Exercise goal
Every record below should be repeated word for word, with the pictures left out.

Supplied records

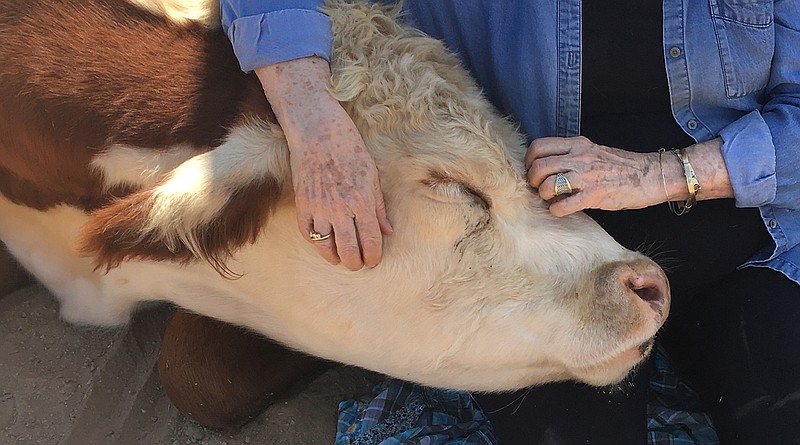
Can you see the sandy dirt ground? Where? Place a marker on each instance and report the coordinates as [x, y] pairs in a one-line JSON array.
[[62, 384]]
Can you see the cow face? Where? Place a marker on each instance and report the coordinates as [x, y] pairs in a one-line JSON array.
[[480, 287]]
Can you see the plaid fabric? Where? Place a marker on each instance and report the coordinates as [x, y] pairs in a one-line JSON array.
[[409, 414], [403, 413], [674, 414]]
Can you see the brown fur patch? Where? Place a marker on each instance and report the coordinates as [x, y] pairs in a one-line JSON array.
[[222, 375], [114, 233], [79, 75]]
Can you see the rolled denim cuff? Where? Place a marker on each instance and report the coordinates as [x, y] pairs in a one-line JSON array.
[[266, 39], [750, 159]]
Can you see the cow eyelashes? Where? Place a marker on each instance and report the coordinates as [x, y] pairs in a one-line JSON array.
[[455, 191]]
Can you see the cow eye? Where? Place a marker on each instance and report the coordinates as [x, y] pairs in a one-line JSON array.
[[452, 190]]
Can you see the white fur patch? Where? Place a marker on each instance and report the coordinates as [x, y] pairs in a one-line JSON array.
[[42, 241], [182, 11], [124, 165], [198, 190]]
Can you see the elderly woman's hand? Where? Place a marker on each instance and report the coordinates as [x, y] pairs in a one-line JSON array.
[[612, 179], [335, 178]]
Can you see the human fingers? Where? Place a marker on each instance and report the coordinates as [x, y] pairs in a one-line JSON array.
[[550, 146], [554, 187], [320, 234], [370, 240], [347, 243]]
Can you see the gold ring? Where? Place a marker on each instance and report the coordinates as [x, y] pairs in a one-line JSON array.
[[316, 236], [563, 187]]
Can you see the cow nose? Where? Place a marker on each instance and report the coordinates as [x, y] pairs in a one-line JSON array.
[[650, 284]]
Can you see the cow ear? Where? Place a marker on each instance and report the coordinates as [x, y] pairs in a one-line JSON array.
[[206, 209]]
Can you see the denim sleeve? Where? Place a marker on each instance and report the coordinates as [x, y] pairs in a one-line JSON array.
[[265, 32], [762, 149]]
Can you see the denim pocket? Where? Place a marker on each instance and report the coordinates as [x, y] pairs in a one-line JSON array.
[[746, 40]]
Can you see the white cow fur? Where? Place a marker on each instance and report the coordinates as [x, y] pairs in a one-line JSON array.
[[514, 305]]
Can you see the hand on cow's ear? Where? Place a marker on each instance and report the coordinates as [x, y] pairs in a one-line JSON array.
[[337, 191], [599, 177]]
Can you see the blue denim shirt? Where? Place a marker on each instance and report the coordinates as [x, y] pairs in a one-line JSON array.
[[733, 68]]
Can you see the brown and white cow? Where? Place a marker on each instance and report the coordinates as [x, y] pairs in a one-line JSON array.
[[137, 162]]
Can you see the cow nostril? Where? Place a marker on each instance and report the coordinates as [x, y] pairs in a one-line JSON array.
[[651, 289]]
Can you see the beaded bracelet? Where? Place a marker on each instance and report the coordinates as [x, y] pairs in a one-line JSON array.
[[681, 207]]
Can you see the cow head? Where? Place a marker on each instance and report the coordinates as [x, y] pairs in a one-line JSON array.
[[480, 287]]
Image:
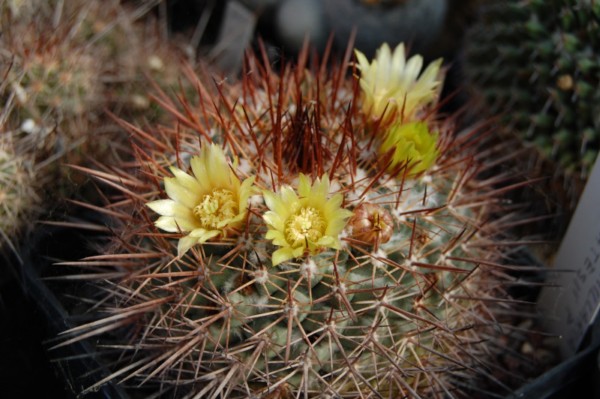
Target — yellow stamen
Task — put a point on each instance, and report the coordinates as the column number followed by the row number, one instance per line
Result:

Task response
Can you see the sandy dirt ground? Where? Place a marker on each instance and report the coordinates as [x, y] pairs in a one-line JSON array.
[[62, 384]]
Can you see the cow face? Where? Place a marker on each instance and report the coordinates as [x, y] pairs in a one-line JSON array.
[[480, 287]]
Can you see the plaid fabric? Where? Place a marker on each instance and report the coordinates as [x, y] pairs in a one-line JSON array.
[[409, 414], [403, 413], [674, 414]]
Can you see the brown fur patch? Where? Place a marker on each instance and report the coordinates as [x, y] pairs in a one-line JSON array.
[[222, 375], [114, 233], [79, 75]]
Can you see the rolled denim cuff? Where? Place a marker on each instance and report the coordinates as [x, y] pairs in a one-line JSON array.
[[266, 39], [750, 159]]
Can you see the cow eyelashes? Where? Place a marker on each instance and report the coordinates as [x, y] pairs in a one-line JSON array.
[[455, 191]]
Can you see the cow eye? Where? Place a marker on each instance and report the coordinates as [x, y] pairs in a one-line JSON array.
[[452, 190]]
Can you see the white fur patch? Where? Place a marker on each instance and report the coordinates as [x, y] pairs in a one-line JSON array.
[[42, 241], [182, 11], [124, 165], [198, 190]]
Can you see the elderly woman's hand? Where? Place a marker on each instance and report the coordinates as [x, y] pairs in a one-line JSON array.
[[612, 179], [335, 178]]
Can you see the human fingers? Where? Place a marker on each instance and report the coordinates as [x, y] pairs in a one-line JSON array.
[[550, 146], [554, 187], [320, 234], [370, 240], [347, 243]]
Can you see the gold ring? Where? Place a marker on each instance and report the coordinates as [x, y] pairs in a one-line JSON array.
[[316, 236], [563, 187]]
Can you see the cow nose? Where? Place a marker on each instance and report the coordinates as [x, y] pairs in a one-line JSON array.
[[650, 284]]
Can you see the cow ear? Where? Place a marker on each instance and report the coordinates as [x, y] pairs in a one-line JSON array.
[[206, 209]]
Can you see the denim sleeve? Where? Place a marker on each instance and report the coordinates as [x, y] pairs in a one-line JSON array.
[[265, 32], [762, 149]]
Can you see the denim pocket? Where? Place a marker on each instance and report the coordinates as [x, y] pairs in a one-line JSON array.
[[746, 40]]
Can you see the white cow fur? Where? Place a marker on each instance and report the coordinates as [x, y] pairs in a one-line JSON array.
[[514, 305]]
Can you see the hand on cow's ear? Where? Place a marker on each instance and report the coordinates as [x, y] pairs in a one-line JSON array.
[[337, 191], [599, 177]]
Can you see the blue denim shirt? Where? Place a marker on each instance and report the coordinates as [x, y] pairs in a one-line JSON array.
[[733, 68]]
Can you see the brown and white cow? Where? Place a marker on each instance and report the coordinates as [x, y] pairs in a one-line JSON array.
[[137, 162]]
Can you see the cow nostril? Where? Place a marker on each instance and report the coordinates as [x, y] pairs in a one-line JSON array.
[[651, 289]]
Can you see the beaded bracelet? Where? Place a marker on each instance and report the coordinates as [x, y] pairs in a one-line JSON array.
[[681, 207]]
Can you see the cow head? Where? Place a marker on each instance and report the coordinates as [x, y] pairs in a one-line JSON array.
[[480, 287]]
Image:
Target — yellow stamen
Task — put a point on each instance, and report the coordinates as the column number followed by the row number, one instance per line
Result:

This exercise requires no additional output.